◆ Problem to solve: Which lines in the records below contain the word "provides"? Return each of them.

◆ Available data:
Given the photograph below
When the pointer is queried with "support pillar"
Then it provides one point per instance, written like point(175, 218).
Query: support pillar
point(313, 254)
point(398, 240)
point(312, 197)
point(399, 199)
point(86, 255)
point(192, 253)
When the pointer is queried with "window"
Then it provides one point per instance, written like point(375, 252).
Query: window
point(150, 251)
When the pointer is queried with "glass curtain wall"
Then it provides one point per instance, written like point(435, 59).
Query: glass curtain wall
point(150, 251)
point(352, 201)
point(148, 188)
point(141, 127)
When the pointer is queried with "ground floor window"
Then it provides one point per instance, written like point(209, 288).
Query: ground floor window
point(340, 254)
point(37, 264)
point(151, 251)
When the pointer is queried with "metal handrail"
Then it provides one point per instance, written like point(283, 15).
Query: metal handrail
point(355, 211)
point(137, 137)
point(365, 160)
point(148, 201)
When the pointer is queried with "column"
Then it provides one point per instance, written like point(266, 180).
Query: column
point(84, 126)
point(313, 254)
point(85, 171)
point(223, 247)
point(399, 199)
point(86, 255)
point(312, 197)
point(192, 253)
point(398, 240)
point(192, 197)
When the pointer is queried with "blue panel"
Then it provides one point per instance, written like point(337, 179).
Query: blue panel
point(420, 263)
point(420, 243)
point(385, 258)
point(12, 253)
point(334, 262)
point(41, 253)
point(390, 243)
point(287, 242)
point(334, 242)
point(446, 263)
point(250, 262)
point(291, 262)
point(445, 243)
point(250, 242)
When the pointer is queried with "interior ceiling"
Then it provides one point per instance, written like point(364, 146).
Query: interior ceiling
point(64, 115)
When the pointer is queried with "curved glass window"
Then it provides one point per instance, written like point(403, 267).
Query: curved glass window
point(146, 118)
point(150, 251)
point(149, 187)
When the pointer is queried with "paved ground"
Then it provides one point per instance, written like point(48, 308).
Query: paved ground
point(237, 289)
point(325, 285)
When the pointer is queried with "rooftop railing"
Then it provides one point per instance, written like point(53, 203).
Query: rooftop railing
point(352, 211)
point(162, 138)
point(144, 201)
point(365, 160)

◆ The completed task:
Then it provides one point per instance, written like point(175, 218).
Then it provides one point per instance, written like point(375, 252).
Then it provides one point per instance, written like point(435, 59).
Then it provides one point per instance, written like point(209, 288).
Then it provides one point per instance, written like point(283, 15).
Then it provides one point per instance, written like point(266, 180).
Then it provides one point per instance, written like point(337, 179).
Then it provides one point per instance, written like point(364, 146).
Then it provides one point per instance, written like point(403, 267).
Then it provides one point per instance, written like point(48, 308).
Then it provides one point per instance, written like point(53, 203).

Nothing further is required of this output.